• _Written request 1_:
From the rows below, print word for word the part that opens with the line containing "of the fence" and closes with the line containing "of the large".

---------- Document passage

The Companies Act 2014 (the "Act") provides that during the transition period which commenced on 1 June 2015, all private limited companies must chose to convert to one of two new types of company the LTD or the DAC (designated activity company). There are some important dates approaching that private limited companies should be aware of, which are set out below. For advice or guidance, please contact any member of the Corporate team.

LTD or DAC?

Some of the contrasting features of the two types are:

LTD

  • May have only 1 Director
  • Not required to hold an AGM
  • One-document constitution replaces memorandum and articles of association. No "objects" clause because it has full unlimited capacity; cannot carry on the activity of a credit institution or insurance undertaking.
  • Cannot offer shares or securities to public - cannot list securities
  • "Limited" or "Teoranta"

DAC

  • Must have at least two directors
  • Must have an AGM if more than 1 shareholder
  • Constitution includes a memorandum and articles of association. Stated objects for which the company was incorporated. Can carry on the activity of credit institution, insurance undertaking.
  • Can list debt securities
  • Designated Activity Company or "Cuideachta Ghnomhaochta Ainmnithe"

Decision Time LTD or DAC?

The Act does not allow companies which are "credit institutions" to be LTDs. The definition of credit institution is very broad and appears to include private limited companies that lend money in the ordinary course of business. This is an anomaly in the Act which is expected to be rectified, but in the meantime any company which engages in lending as a matter of course could fall within the definition in the Act and should reregister as a DAC before 31 August 2016.

ACTIONS: REREGISTER AS LTD

Before 30 November

  • Special resolution of shareholders
  • Revised constitution (no memorandum)

--------------------
---------- Task material

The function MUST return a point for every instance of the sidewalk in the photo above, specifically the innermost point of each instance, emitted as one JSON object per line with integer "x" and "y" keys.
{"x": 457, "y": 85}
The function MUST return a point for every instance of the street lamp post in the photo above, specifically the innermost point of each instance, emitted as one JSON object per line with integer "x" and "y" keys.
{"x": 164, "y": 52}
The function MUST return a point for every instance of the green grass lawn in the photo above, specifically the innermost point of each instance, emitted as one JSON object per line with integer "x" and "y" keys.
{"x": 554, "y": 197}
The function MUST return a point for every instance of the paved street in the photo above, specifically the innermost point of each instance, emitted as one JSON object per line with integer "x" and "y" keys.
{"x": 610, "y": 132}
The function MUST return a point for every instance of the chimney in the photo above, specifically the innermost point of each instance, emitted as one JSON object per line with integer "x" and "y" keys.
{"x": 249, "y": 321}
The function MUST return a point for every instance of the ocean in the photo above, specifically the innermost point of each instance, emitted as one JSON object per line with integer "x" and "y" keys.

--------------------
---------- Task material

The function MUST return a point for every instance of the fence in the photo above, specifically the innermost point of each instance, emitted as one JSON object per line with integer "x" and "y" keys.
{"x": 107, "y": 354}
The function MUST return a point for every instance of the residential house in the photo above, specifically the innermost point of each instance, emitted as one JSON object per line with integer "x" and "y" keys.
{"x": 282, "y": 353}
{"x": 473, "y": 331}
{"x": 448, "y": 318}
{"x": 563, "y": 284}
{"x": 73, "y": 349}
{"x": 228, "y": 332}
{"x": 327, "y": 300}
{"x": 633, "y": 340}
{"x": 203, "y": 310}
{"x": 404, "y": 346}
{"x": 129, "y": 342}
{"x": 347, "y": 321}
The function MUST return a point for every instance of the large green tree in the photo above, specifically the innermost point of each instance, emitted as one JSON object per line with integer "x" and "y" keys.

--------------------

• _Written request 2_:
Using the Companies Act passage, say whether each statement agrees with it, answering yes or no and quoting the words that decide it. (a) An LTD can have a single director. (b) A DAC is able to list debt securities. (c) A company that lends money as a matter of course should reregister as a DAC before 30 November.

• _Full answer 1_:
The function MUST return a point for every instance of the fence in the photo above, specifically the innermost point of each instance, emitted as one JSON object per line with integer "x" and "y" keys.
{"x": 107, "y": 354}
The function MUST return a point for every instance of the residential house in the photo above, specifically the innermost point of each instance, emitted as one JSON object per line with integer "x" and "y" keys.
{"x": 282, "y": 353}
{"x": 473, "y": 331}
{"x": 448, "y": 318}
{"x": 563, "y": 284}
{"x": 73, "y": 349}
{"x": 228, "y": 332}
{"x": 327, "y": 300}
{"x": 633, "y": 340}
{"x": 203, "y": 310}
{"x": 404, "y": 346}
{"x": 129, "y": 342}
{"x": 347, "y": 321}
The function MUST return a point for every instance of the large green tree in the photo above, specifically the innermost point of each instance, emitted as one JSON object per line with integer "x" and "y" keys.

• _Full answer 2_:
(a) Yes: "May have only 1 Director"
(b) Yes: "Can list debt securities"
(c) No: "should reregister as a DAC before 31 August 2016"